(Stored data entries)
+++++

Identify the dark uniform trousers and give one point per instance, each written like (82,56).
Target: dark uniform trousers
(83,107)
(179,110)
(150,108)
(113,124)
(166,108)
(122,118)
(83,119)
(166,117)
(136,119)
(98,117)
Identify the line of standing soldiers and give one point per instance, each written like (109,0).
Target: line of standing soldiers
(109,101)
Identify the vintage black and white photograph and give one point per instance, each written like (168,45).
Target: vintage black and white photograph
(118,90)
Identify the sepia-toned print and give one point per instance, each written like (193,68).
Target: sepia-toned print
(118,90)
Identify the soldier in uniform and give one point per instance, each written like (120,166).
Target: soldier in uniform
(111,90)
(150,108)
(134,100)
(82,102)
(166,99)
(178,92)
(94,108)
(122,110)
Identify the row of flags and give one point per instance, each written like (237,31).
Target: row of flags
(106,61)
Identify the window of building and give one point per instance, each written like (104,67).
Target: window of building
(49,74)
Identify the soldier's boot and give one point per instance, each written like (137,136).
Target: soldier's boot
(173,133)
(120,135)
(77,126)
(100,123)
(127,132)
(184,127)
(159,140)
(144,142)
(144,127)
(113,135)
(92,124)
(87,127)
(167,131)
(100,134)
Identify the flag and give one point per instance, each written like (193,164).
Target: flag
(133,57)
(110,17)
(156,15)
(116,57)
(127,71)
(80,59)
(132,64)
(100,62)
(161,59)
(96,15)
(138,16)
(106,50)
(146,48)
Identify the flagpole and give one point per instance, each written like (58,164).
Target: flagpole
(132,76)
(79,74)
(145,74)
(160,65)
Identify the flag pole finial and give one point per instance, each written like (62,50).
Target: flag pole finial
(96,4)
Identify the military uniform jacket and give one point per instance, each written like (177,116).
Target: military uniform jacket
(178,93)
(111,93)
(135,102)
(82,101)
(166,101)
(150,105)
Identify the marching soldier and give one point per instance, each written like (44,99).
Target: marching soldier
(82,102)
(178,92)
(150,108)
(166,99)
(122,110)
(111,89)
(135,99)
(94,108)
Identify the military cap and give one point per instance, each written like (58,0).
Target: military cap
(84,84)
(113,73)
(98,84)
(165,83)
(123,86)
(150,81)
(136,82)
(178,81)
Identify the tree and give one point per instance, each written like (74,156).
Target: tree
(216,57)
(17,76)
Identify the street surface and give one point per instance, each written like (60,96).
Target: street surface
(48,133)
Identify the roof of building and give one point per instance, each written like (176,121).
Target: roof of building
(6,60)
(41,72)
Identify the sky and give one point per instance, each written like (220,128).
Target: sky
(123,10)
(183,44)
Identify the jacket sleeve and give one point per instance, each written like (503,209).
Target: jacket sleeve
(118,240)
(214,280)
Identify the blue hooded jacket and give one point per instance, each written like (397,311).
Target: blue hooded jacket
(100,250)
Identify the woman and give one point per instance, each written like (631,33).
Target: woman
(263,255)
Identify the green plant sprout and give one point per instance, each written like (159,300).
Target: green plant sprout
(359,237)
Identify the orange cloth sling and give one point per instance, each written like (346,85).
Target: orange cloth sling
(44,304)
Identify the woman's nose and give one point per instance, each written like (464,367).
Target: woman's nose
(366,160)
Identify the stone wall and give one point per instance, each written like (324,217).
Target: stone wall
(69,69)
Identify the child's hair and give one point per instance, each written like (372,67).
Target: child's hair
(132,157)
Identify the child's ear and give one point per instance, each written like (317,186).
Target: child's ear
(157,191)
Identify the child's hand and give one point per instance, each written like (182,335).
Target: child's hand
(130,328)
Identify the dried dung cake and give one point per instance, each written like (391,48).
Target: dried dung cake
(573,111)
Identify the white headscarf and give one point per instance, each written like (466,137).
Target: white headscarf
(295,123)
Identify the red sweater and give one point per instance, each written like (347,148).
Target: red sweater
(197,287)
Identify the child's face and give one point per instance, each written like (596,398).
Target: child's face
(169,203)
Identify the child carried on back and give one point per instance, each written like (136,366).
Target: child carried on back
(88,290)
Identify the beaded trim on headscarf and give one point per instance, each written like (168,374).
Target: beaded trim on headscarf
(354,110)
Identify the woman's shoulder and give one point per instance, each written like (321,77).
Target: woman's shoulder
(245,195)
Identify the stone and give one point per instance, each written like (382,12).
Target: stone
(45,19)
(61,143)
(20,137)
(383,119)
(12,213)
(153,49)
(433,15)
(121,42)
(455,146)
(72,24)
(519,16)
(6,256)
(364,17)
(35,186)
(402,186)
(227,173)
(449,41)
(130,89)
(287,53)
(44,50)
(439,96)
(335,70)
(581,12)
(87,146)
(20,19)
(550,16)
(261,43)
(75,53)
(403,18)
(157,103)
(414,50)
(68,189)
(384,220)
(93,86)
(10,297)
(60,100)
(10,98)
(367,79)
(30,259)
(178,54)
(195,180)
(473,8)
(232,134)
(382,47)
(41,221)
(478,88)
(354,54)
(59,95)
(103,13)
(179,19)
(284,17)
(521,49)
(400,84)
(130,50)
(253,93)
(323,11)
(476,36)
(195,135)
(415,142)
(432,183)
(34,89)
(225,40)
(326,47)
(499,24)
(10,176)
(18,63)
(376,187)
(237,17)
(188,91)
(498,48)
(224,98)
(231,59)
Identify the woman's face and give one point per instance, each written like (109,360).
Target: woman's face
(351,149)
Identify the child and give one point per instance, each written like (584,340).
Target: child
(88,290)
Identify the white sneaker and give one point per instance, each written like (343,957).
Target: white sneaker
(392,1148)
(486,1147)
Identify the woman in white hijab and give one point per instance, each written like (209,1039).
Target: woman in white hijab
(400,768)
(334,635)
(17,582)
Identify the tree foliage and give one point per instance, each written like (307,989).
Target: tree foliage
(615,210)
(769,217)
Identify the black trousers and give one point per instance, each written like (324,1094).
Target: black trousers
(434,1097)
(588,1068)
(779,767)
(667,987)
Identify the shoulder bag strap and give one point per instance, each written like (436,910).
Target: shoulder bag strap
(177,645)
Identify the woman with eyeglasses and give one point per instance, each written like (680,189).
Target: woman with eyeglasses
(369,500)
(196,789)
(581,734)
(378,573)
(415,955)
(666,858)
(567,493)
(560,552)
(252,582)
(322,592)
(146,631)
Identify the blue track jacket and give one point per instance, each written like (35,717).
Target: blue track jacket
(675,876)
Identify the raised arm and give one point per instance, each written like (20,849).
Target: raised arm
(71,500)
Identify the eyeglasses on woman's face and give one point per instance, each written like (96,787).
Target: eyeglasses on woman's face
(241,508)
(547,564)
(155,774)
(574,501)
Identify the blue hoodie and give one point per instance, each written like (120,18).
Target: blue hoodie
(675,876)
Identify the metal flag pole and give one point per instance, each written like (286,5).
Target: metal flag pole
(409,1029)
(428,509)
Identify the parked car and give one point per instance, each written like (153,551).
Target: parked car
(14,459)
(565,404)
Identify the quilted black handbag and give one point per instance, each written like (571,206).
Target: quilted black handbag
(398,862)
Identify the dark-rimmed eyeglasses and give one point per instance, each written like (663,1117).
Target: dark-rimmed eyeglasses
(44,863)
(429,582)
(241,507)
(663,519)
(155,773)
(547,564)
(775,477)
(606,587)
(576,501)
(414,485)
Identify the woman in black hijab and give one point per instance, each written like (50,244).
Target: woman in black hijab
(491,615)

+++++

■ **Instructions for the task**:
Your answer should be the lines above, from the line containing "Identify the raised" up to and including the line containing "Identify the eyeglasses", reproduced exactly and with nothing else.

■ **Exercise response**:
Identify the raised arm and give one point per instance, each written like (20,849).
Target: raised arm
(71,500)
Identify the eyeglasses on woman's face and give one point per instance, each written like (96,787).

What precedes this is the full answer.